*** Extract to read ***

Although Greene’s Logos imagery and Torrance’s ‘Son’ imagery contribute significantly in the identification of who Jesus is in relation to creation, it is ultimately Barth’s identification of Jesus Christ as ‘loyal partner’ to God and humankind that encapsulates Jesus’ uniqueness as creation’s one-of-a-kind loyal partner. This is condensed elegantly in what Barth (1961:64) wrote concerning Jesus: ‘Jesus Christ is in His one person, as true God, man’s loyal partner, and as true man, God’s’. It is as loyal partner to God and humankind that Jesus enters into a relationship of partnering, in other words, a relationship of communion through which ‘mercy and love are freely and unreservedly given to humankind’ (Rabie-Boshoff 2016:271). It is through this loyal partnership that Jesus is exposed to the vulnerability of his creation, but ultimately exposes his own vulnerability ‘in terms of his creatureliness, sharing his creation’s pain, hurt and suffering’ (Rabie-Boshoff 2016:271).

Barth (1961:45) refers to Jesus in this one-of-a-kind relationship with creation as ‘the sovereign Lord of the amazing relationship’, in which he is both human and divine, both with humankind and different from humankind. Jesus Christ as creation’s loyal partner is not only creator of the world and of his human partner, but ultimately in his relationship with God and humankind, which is marked by loyalty, he is creation’s redeemer and saviour, ratifying God’s image in humankind. Barth (1991) finds the concept of an-/enhypostasy very appropriate to convey this principle:

The humanity of Christ, although it is body and soul, and an individual, is nothing subsistent or real in itself. Thus it did not exist prior to its union with the Logos. It has no independent existence alongside or apart from him. (p. 157)

In terms of such thinking, Christ is the interface between God and man, as it is in him that God and man meet. Christ’s role as the interface is also the truth, which is simultaneously the prima, and the ultima, veritas (cf. Barth 1979:26).

Jesus Christ: Creation’s one-of-a-kind conjoined partner

The loyalty of Jesus Christ is of a specific kind – one-of-a-kind loyalty. McFague (2000:31) points out that the assertion that the God of creation and the God of redemption are one and the same God ‘is deeply rooted in Hebrew faith’. According to McFague, this assertion ‘surfaces in John’s incarnational Christology, Paul’s cosmic Christ, Irenaeus’ notion of Christ recapitulating all of creation, as well as in all the sacramental motifs of Augustine and Thomas’. Macquarrie (1990:48–68) warns, however, that Pauline Christology, by virtue of it being a Christology ‘from below’, considers ‘only the unfolding of the human [creature]’. In the light of this he proposes that a complete Christology is needed to address God’s action in everything (Macquarrie 1990:63).

*** End of Extract to read ***
*** Listed entries ***

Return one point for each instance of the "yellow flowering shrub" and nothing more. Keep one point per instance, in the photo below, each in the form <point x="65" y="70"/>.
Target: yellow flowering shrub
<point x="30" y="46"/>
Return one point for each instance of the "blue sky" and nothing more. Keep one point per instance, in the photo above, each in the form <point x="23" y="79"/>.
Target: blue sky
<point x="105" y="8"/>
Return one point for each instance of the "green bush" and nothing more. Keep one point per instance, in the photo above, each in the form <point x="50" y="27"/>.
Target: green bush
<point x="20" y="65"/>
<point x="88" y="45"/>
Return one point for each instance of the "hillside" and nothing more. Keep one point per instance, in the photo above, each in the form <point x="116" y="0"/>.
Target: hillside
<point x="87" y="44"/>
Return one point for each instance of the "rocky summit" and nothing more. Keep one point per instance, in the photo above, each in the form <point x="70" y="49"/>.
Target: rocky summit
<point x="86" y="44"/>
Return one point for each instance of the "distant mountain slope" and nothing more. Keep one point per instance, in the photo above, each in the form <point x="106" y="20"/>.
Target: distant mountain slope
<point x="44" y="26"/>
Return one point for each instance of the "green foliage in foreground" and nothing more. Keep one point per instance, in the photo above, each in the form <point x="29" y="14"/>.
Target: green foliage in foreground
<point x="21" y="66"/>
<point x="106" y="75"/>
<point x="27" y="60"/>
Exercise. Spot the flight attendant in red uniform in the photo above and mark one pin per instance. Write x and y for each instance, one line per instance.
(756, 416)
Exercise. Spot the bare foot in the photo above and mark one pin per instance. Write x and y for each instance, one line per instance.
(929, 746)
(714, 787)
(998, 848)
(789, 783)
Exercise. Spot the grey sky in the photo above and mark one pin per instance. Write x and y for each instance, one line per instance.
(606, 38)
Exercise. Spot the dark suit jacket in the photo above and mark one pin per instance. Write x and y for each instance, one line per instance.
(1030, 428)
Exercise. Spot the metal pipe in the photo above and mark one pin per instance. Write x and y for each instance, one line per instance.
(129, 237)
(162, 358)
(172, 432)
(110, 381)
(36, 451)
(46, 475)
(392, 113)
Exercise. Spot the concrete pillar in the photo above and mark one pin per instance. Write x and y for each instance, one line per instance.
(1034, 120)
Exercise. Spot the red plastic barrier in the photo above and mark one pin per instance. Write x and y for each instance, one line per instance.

*** End of Listed entries ***

» **Prompt 1**: According to the Christology passage, what does Macquarrie propose is needed to address God's action in everything?
» **Prompt 2**: Transcribe the Christology passage from "The humanity of" to "(cf. Barth 1979:26).".
The listing comes from a separate source, not from the Christology passage.

» **Final answer 1**: A complete Christology.

» **Final answer 2**:
The humanity of Christ, although it is body and soul, and an individual, is nothing subsistent or real in itself. Thus it did not exist prior to its union with the Logos. It has no independent existence alongside or apart from him. (p. 157)

In terms of such thinking, Christ is the interface between God and man, as it is in him that God and man meet. Christ’s role as the interface is also the truth, which is simultaneously the prima, and the ultima, veritas (cf. Barth 1979:26).